- **Material shown**
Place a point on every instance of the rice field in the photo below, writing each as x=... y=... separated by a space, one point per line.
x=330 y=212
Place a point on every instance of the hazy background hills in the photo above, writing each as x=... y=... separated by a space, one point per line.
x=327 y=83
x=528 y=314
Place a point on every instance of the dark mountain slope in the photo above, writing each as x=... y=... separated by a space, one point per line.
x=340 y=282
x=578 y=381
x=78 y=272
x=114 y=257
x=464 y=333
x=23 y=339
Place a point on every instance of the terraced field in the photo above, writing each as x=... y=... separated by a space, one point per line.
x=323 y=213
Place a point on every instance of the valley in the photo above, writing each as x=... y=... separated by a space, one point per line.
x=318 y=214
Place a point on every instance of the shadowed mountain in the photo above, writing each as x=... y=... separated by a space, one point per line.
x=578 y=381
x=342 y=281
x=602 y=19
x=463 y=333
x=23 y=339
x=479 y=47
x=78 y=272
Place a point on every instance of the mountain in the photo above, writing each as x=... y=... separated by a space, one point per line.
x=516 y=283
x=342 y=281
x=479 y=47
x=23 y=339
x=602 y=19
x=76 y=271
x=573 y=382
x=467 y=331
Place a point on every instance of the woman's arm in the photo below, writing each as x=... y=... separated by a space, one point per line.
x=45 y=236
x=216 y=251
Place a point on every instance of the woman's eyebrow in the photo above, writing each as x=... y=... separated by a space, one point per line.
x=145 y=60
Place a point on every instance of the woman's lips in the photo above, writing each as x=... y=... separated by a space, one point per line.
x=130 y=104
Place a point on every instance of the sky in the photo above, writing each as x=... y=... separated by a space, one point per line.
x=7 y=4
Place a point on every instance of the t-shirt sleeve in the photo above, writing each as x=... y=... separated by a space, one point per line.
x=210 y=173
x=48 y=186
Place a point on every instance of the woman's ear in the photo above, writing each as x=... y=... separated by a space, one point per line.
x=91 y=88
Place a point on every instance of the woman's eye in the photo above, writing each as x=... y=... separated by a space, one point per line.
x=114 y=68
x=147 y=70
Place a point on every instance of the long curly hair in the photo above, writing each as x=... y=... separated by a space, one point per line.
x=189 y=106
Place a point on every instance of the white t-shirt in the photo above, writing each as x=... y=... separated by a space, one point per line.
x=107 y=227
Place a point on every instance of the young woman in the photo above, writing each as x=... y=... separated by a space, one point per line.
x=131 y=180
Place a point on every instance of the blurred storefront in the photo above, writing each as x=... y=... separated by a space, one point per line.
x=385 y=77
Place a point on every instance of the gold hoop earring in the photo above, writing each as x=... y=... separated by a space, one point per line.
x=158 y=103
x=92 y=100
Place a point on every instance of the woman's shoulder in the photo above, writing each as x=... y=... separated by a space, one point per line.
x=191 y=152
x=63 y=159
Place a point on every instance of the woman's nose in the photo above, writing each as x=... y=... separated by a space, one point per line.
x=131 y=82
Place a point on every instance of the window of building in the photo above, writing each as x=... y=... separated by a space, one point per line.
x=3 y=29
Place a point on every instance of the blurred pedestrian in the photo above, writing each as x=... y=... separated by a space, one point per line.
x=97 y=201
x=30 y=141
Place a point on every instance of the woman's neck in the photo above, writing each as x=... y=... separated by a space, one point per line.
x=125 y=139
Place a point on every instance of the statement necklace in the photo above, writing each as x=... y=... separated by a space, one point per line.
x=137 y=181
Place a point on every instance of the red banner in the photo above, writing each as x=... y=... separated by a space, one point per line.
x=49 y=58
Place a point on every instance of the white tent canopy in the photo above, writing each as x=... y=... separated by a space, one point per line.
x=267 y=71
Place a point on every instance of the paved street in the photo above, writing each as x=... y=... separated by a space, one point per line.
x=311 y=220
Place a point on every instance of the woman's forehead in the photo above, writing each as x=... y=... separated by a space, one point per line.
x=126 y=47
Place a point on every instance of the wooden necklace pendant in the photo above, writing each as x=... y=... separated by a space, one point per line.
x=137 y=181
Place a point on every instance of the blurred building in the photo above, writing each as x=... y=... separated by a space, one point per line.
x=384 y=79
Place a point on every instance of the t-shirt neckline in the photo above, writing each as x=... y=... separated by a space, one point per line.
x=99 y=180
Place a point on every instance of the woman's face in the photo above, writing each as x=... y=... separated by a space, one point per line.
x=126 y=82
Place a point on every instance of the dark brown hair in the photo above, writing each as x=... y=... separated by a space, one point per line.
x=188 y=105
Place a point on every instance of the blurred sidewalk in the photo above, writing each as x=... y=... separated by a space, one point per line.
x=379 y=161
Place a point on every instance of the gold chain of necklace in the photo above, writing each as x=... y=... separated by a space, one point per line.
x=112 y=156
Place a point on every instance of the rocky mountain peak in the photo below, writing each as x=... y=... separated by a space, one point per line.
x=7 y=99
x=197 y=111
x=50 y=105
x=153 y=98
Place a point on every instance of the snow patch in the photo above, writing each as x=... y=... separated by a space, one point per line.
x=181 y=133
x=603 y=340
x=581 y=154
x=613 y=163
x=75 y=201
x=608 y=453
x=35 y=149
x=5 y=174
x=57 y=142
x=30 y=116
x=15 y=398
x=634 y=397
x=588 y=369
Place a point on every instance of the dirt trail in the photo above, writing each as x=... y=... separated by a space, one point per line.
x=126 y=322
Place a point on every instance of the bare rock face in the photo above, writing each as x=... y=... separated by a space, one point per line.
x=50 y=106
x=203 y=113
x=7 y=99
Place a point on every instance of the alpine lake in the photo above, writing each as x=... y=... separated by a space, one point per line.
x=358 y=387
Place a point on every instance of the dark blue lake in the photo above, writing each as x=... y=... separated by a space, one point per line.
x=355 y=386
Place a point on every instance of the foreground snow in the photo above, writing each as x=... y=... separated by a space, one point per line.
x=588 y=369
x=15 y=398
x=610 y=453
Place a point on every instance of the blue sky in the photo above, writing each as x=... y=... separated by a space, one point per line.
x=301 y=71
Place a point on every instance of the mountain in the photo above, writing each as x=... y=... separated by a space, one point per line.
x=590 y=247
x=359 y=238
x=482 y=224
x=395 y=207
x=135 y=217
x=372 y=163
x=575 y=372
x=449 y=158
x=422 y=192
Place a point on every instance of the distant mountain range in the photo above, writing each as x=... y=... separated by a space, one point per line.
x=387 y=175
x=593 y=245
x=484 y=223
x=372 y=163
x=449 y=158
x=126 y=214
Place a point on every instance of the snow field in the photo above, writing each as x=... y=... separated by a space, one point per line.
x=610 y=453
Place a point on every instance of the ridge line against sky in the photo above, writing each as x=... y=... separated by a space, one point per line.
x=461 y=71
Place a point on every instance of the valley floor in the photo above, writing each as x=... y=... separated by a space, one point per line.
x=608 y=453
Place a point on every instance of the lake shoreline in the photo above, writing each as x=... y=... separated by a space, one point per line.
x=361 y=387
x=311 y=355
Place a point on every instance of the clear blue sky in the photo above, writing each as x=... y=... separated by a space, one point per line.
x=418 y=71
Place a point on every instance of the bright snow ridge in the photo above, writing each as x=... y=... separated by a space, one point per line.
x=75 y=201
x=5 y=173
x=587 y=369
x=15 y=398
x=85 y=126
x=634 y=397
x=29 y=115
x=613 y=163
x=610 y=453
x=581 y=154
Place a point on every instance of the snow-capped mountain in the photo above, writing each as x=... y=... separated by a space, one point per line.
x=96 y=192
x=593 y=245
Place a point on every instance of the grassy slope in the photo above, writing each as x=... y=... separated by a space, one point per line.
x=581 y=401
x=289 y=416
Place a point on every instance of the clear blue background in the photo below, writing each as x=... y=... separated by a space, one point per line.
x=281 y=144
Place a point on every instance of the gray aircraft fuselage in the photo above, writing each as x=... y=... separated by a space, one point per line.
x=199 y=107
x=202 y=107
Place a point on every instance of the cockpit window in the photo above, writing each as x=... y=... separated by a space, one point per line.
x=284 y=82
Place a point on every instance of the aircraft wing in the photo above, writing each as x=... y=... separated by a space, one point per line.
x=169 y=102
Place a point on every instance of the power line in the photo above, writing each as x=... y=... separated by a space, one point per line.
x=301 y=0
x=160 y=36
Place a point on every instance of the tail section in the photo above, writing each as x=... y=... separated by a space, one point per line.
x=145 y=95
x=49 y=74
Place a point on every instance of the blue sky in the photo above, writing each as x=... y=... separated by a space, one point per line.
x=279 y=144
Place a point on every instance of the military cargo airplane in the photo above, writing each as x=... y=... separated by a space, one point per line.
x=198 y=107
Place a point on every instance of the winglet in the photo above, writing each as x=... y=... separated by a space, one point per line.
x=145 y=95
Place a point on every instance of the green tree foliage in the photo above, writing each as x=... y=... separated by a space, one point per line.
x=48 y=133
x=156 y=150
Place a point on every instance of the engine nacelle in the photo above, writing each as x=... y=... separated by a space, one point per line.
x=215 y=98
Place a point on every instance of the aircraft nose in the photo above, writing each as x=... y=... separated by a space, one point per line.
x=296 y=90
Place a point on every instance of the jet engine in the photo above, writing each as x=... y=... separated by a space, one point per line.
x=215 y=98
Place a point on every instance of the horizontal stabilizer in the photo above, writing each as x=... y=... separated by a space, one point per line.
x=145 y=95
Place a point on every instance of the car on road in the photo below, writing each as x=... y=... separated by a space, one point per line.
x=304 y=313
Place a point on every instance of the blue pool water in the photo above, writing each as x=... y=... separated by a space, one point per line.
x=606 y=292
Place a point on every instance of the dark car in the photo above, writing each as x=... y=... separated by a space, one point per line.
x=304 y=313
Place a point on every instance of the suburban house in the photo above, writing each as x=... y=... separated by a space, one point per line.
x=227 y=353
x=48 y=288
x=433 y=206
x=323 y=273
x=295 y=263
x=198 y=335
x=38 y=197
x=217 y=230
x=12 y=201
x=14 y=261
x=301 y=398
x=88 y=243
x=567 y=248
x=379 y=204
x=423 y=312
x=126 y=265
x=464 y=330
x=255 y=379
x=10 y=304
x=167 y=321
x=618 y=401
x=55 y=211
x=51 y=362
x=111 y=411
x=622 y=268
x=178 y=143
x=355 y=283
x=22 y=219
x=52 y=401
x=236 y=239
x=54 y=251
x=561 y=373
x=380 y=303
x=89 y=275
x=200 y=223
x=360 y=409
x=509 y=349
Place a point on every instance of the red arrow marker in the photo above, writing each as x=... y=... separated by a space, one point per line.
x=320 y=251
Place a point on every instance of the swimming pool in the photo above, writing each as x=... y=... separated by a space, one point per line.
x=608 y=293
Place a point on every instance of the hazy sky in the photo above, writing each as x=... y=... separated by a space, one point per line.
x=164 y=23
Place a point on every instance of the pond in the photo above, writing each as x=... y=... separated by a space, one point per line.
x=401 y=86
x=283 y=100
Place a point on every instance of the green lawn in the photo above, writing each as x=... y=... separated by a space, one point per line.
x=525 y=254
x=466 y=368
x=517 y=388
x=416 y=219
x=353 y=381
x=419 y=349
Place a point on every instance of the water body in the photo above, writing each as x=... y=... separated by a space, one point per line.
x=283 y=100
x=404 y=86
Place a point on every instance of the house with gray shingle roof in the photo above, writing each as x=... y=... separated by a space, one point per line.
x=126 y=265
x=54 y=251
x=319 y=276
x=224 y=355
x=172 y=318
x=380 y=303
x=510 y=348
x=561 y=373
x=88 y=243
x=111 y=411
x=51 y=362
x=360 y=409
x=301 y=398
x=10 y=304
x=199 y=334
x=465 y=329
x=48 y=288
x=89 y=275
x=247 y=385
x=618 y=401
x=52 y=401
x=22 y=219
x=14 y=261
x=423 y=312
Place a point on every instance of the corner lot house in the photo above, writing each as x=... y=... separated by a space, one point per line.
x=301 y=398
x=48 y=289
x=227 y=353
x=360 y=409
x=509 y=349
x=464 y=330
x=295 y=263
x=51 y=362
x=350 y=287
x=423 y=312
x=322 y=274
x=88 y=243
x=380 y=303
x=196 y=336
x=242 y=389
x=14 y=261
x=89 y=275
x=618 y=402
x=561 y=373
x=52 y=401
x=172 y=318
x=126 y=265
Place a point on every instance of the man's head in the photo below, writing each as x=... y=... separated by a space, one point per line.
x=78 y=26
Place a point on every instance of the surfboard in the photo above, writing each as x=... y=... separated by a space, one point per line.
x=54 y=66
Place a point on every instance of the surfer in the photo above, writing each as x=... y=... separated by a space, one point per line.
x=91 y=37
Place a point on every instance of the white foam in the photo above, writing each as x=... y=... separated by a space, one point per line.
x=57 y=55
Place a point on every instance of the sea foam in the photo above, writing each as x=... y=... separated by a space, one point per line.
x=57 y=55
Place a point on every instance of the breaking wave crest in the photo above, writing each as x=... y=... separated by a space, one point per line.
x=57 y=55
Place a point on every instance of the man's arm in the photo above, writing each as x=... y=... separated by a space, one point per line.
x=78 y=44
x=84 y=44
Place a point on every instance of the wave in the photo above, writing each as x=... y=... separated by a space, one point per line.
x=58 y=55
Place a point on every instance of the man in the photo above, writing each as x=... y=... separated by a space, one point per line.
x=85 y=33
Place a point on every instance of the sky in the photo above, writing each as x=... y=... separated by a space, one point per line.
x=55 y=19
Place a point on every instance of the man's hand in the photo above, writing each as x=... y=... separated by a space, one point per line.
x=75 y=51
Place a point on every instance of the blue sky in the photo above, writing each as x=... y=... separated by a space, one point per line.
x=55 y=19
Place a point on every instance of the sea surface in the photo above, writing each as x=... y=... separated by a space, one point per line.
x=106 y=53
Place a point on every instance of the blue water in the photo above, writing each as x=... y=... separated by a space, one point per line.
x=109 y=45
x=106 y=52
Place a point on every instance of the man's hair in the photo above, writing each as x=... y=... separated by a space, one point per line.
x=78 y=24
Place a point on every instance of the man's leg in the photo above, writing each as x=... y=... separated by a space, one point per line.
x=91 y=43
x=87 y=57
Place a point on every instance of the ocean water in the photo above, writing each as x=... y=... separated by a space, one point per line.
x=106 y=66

- **Task item**
Everything from the line holding "Place a point on every instance of the man's hair" through the last line of the entries should be retyped exactly, with no other lines.

- **Solution**
Place a point on every instance of the man's hair in the photo above, writing each as x=... y=... separated by a space, one point per line.
x=78 y=24
Place a point on every instance of the man's leg in the photo above, writing each as x=... y=... separated by a space, one point per line.
x=91 y=43
x=87 y=57
Place a point on every instance of the ocean water in the photo above, writing each as x=... y=... separated by a space, one point per line.
x=106 y=66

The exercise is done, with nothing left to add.